== EXTRACTED RECORDS ==
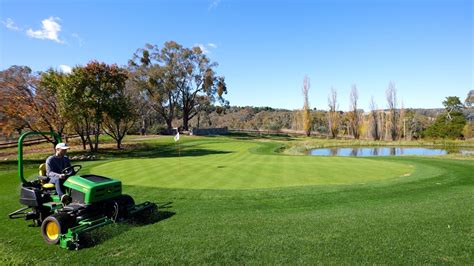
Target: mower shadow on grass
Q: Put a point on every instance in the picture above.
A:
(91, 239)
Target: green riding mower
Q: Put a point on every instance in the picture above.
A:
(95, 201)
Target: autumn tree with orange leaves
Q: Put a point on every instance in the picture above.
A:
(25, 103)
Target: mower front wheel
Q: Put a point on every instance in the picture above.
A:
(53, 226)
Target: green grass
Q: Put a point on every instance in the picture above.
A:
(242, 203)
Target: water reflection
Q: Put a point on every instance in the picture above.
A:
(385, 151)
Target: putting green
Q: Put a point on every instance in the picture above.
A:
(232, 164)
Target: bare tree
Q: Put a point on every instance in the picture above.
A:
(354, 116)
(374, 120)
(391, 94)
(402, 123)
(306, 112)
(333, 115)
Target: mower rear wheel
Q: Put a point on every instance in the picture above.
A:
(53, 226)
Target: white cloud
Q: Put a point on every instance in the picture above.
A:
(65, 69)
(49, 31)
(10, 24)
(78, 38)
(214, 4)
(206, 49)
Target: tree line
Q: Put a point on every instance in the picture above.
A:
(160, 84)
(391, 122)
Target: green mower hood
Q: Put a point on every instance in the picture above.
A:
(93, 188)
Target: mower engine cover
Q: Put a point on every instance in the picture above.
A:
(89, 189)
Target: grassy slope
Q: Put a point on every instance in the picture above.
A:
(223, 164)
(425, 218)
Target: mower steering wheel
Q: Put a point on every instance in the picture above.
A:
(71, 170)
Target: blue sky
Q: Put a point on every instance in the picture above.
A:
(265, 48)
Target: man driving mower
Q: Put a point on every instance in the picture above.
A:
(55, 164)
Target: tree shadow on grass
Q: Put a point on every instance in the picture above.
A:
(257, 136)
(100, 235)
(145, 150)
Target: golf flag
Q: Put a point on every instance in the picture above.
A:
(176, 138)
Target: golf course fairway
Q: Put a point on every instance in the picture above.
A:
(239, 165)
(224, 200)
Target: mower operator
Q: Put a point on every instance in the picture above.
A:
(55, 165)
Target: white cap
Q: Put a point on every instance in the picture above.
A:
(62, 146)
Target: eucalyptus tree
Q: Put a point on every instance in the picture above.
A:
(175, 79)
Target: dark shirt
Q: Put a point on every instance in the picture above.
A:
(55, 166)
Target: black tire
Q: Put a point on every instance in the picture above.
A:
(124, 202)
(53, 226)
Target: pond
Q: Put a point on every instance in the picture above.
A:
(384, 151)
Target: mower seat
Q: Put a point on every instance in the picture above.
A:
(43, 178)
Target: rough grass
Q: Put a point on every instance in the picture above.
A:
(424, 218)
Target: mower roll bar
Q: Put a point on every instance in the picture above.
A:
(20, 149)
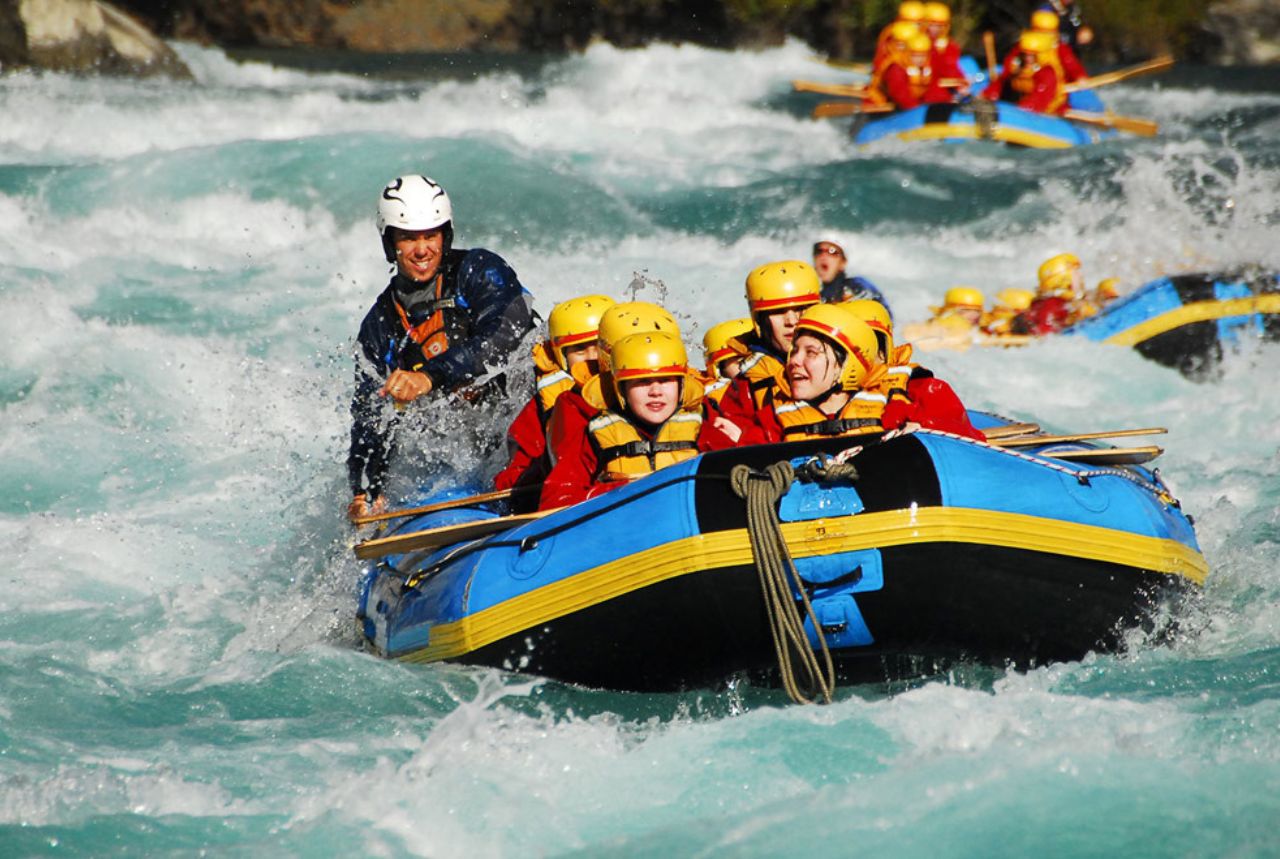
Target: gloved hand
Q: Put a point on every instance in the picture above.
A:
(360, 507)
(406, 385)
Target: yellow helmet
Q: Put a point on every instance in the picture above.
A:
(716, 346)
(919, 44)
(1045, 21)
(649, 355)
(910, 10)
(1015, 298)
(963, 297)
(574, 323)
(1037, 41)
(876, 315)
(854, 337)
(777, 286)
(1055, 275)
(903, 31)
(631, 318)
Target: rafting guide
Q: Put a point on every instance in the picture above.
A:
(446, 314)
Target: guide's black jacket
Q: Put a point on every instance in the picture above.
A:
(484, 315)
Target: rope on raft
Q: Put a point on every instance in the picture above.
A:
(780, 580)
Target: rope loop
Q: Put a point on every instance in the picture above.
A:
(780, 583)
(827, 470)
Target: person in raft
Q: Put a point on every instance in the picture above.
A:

== AIM OF THE TASK ==
Count every line above that holds the string "tree" and give the total, nothing more.

== EXERCISE ANSWER ==
5